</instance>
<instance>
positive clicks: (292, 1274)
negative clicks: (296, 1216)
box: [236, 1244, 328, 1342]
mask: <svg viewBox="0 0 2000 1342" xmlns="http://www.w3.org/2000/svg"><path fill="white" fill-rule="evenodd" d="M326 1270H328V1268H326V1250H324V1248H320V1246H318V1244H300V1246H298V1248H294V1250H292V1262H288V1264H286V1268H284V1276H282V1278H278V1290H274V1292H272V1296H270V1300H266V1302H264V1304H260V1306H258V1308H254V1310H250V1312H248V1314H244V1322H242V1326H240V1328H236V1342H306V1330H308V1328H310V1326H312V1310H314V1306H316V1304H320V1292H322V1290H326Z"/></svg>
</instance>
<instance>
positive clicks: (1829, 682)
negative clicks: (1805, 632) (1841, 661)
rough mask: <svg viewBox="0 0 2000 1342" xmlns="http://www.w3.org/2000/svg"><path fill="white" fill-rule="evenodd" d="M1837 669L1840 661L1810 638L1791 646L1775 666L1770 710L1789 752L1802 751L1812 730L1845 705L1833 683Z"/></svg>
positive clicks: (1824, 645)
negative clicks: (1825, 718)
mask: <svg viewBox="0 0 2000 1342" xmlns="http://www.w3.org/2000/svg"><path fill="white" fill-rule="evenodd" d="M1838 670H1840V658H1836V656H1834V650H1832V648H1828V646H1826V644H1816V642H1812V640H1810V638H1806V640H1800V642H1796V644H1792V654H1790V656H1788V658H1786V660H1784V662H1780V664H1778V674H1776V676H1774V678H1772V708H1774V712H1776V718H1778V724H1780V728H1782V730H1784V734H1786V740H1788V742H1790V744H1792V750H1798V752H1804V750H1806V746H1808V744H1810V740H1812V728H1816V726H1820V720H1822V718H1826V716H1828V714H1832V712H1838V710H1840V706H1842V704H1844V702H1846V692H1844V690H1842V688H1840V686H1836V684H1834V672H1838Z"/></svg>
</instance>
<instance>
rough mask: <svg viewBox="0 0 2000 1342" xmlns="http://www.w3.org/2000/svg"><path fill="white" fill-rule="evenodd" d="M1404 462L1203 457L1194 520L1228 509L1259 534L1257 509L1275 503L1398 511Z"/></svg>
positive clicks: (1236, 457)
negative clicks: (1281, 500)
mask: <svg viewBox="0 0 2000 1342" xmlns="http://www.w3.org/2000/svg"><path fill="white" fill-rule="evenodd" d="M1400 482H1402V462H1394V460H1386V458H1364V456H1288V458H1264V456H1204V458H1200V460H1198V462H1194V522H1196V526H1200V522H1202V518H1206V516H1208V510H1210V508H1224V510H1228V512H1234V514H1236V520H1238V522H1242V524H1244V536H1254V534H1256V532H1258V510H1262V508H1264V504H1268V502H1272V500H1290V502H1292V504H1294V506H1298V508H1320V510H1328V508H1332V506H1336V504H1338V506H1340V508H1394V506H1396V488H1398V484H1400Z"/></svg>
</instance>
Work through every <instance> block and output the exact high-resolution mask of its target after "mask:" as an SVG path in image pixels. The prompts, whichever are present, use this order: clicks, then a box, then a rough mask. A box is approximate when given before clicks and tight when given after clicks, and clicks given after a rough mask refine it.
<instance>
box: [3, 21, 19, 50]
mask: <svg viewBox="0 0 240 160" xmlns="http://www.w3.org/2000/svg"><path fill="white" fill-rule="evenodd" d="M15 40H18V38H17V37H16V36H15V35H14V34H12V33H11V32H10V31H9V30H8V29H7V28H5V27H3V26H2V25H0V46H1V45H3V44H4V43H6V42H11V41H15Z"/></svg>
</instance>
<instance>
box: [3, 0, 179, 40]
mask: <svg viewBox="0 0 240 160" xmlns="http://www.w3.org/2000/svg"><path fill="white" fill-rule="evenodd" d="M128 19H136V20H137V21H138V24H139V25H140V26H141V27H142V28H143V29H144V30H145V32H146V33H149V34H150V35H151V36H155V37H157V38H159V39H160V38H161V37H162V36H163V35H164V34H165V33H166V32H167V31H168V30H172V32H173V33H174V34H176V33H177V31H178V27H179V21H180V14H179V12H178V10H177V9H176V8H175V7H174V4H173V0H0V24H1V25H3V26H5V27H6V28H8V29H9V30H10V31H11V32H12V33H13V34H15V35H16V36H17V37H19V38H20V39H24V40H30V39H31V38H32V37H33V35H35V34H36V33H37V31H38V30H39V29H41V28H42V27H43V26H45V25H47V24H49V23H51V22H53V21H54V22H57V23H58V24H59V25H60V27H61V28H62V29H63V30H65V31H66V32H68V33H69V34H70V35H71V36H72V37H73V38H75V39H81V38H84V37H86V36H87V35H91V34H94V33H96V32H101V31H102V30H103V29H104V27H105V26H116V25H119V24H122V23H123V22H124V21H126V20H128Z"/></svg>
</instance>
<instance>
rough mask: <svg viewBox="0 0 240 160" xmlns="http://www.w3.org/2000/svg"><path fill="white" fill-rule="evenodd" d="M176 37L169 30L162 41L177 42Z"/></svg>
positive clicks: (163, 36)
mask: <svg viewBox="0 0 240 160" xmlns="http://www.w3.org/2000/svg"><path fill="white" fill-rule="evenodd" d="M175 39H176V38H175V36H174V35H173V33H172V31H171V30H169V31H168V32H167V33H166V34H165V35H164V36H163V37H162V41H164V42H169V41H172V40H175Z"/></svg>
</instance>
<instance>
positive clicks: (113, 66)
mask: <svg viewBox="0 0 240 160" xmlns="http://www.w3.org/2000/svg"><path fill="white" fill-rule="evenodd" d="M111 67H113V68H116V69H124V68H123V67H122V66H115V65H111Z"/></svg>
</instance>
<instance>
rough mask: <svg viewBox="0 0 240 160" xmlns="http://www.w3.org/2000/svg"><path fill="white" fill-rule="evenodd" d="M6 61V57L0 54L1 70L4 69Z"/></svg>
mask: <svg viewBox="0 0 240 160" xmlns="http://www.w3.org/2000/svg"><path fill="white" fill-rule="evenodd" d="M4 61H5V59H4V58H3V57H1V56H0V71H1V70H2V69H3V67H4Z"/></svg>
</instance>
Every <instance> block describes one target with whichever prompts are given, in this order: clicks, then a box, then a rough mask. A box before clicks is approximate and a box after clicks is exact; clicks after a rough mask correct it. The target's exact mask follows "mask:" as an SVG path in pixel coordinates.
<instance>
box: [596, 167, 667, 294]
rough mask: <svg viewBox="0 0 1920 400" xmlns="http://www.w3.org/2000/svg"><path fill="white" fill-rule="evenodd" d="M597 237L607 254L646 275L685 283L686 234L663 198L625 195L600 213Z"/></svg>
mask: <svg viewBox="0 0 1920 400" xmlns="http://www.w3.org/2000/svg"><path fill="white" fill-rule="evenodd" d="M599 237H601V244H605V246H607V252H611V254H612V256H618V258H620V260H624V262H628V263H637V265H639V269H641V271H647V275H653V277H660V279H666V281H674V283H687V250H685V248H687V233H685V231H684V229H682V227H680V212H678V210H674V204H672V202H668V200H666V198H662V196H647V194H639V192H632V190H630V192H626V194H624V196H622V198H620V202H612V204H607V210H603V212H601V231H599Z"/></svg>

──────────

[Your task] Output the full listing again, exactly as it stands above.

[Answer to this problem]
</instance>
<instance>
positive clicks: (292, 1274)
negative clicks: (296, 1216)
box: [236, 1244, 328, 1342]
mask: <svg viewBox="0 0 2000 1342" xmlns="http://www.w3.org/2000/svg"><path fill="white" fill-rule="evenodd" d="M326 1270H328V1268H326V1250H324V1248H320V1246H318V1244H300V1246H298V1248H294V1250H292V1262H288V1264H286V1268H284V1276H282V1278H278V1290H274V1292H272V1296H270V1300H266V1302H264V1304H260V1306H258V1308H254V1310H250V1312H248V1314H244V1322H242V1326H240V1328H236V1342H306V1330H308V1328H310V1326H312V1310H314V1306H316V1304H320V1292H322V1290H326Z"/></svg>
</instance>
<instance>
positive clicks: (1829, 682)
negative clicks: (1805, 632) (1841, 661)
rough mask: <svg viewBox="0 0 2000 1342" xmlns="http://www.w3.org/2000/svg"><path fill="white" fill-rule="evenodd" d="M1837 669L1840 661L1810 638L1791 646L1775 666L1770 710L1789 752L1802 751L1812 730L1845 705L1833 683Z"/></svg>
positive clicks: (1824, 645)
negative clicks: (1825, 718)
mask: <svg viewBox="0 0 2000 1342" xmlns="http://www.w3.org/2000/svg"><path fill="white" fill-rule="evenodd" d="M1838 670H1840V658H1836V656H1834V650H1832V648H1828V646H1826V644H1816V642H1812V640H1810V638H1806V640H1800V642H1796V644H1792V654H1790V656H1788V658H1786V660H1784V662H1780V664H1778V674H1776V676H1774V678H1772V708H1774V712H1776V718H1778V724H1780V728H1782V730H1784V734H1786V740H1788V742H1790V744H1792V750H1798V752H1804V750H1806V746H1808V744H1810V740H1812V728H1816V726H1820V720H1822V718H1826V716H1828V714H1832V712H1838V710H1840V706H1842V704H1844V702H1846V692H1844V690H1842V688H1840V686H1836V684H1834V672H1838Z"/></svg>
</instance>
<instance>
rough mask: <svg viewBox="0 0 2000 1342" xmlns="http://www.w3.org/2000/svg"><path fill="white" fill-rule="evenodd" d="M1404 462L1203 457L1194 520L1228 509L1259 534L1257 509L1275 503L1398 511Z"/></svg>
positive clicks: (1236, 457)
negative clicks: (1281, 500)
mask: <svg viewBox="0 0 2000 1342" xmlns="http://www.w3.org/2000/svg"><path fill="white" fill-rule="evenodd" d="M1400 482H1402V462H1394V460H1386V458H1364V456H1288V458H1264V456H1204V458H1200V460H1198V462H1194V522H1196V526H1200V522H1202V518H1206V516H1208V510H1210V508H1224V510H1228V512H1234V514H1236V520H1238V522H1242V524H1244V536H1254V534H1256V532H1258V510H1262V508H1264V504H1268V502H1272V500H1290V502H1292V504H1294V506H1298V508H1320V510H1328V508H1332V506H1336V504H1338V506H1340V508H1394V506H1396V488H1398V484H1400Z"/></svg>
</instance>
Work through every <instance> block and output the exact high-resolution mask of its target after "mask:" as an SVG path in image pixels. The prompts, whichever are present, use this order: clicks, then a box, then a rough mask. A box is approximate when given before clicks and tight when given after clicks, and clicks given after a rough mask refine it.
<instance>
box: [3, 21, 19, 50]
mask: <svg viewBox="0 0 240 160" xmlns="http://www.w3.org/2000/svg"><path fill="white" fill-rule="evenodd" d="M15 40H18V38H17V37H16V36H15V35H14V34H12V33H11V32H10V31H9V30H8V29H7V28H5V27H3V26H2V25H0V46H1V45H3V44H4V43H6V42H11V41H15Z"/></svg>
</instance>
<instance>
box: [3, 0, 179, 40]
mask: <svg viewBox="0 0 240 160" xmlns="http://www.w3.org/2000/svg"><path fill="white" fill-rule="evenodd" d="M128 19H136V20H137V21H138V24H139V25H140V26H141V27H142V28H143V29H144V30H145V32H146V33H149V34H150V35H151V36H155V37H157V38H159V39H160V38H161V37H162V36H163V35H164V34H165V33H166V32H167V31H168V30H172V32H173V33H174V34H176V33H177V31H178V27H179V21H180V14H179V12H178V10H177V9H176V8H175V7H174V4H173V0H0V24H1V25H3V26H5V27H6V28H8V29H9V30H10V31H11V32H12V33H13V34H15V35H16V36H17V37H19V38H20V39H24V40H30V39H31V38H32V37H33V35H35V34H36V33H37V31H38V30H39V29H41V28H42V27H43V26H45V25H47V24H49V23H51V22H53V21H54V22H57V23H58V24H59V25H60V27H61V28H62V29H63V30H65V31H66V32H68V33H69V34H70V35H71V36H72V37H73V38H75V39H81V38H84V37H86V36H87V35H91V34H94V33H96V32H101V31H102V30H103V29H104V27H105V26H116V25H119V24H122V23H123V22H124V21H126V20H128Z"/></svg>
</instance>
<instance>
rough mask: <svg viewBox="0 0 240 160" xmlns="http://www.w3.org/2000/svg"><path fill="white" fill-rule="evenodd" d="M176 37L169 30L162 41L177 42Z"/></svg>
positive clicks: (163, 36)
mask: <svg viewBox="0 0 240 160" xmlns="http://www.w3.org/2000/svg"><path fill="white" fill-rule="evenodd" d="M175 39H176V38H175V36H174V35H173V33H172V31H171V30H169V31H168V32H167V33H166V34H165V35H164V36H163V37H162V41H164V42H169V41H172V40H175Z"/></svg>
</instance>
<instance>
positive clicks: (113, 66)
mask: <svg viewBox="0 0 240 160" xmlns="http://www.w3.org/2000/svg"><path fill="white" fill-rule="evenodd" d="M111 67H113V68H116V69H124V68H123V67H122V66H115V65H111Z"/></svg>
</instance>
<instance>
rough mask: <svg viewBox="0 0 240 160" xmlns="http://www.w3.org/2000/svg"><path fill="white" fill-rule="evenodd" d="M6 61V57L0 54L1 70L4 69Z"/></svg>
mask: <svg viewBox="0 0 240 160" xmlns="http://www.w3.org/2000/svg"><path fill="white" fill-rule="evenodd" d="M4 61H5V59H4V58H3V57H1V56H0V71H1V70H2V69H3V67H4Z"/></svg>
</instance>
Every <instance> block describes one target with whichever prompts are given, in this order: clicks, then a box, then a rough mask. A box before clicks is approximate and a box after clicks is exact; clicks after a rough mask correct it. The target's exact mask follows "mask:" as an SVG path in pixel coordinates.
<instance>
box: [596, 167, 667, 294]
rough mask: <svg viewBox="0 0 1920 400" xmlns="http://www.w3.org/2000/svg"><path fill="white" fill-rule="evenodd" d="M597 237L607 254L646 275L685 283L686 234L663 198L625 195L600 213Z"/></svg>
mask: <svg viewBox="0 0 1920 400" xmlns="http://www.w3.org/2000/svg"><path fill="white" fill-rule="evenodd" d="M599 237H601V244H605V246H607V252H611V254H612V256H618V258H620V260H624V262H628V263H637V265H639V269H641V271H647V275H653V277H660V279H666V281H674V283H687V250H685V248H687V233H685V231H684V229H682V227H680V212H678V210H674V204H672V202H668V200H666V198H662V196H647V194H639V192H632V190H630V192H626V194H624V196H622V198H620V202H612V204H607V210H603V212H601V231H599Z"/></svg>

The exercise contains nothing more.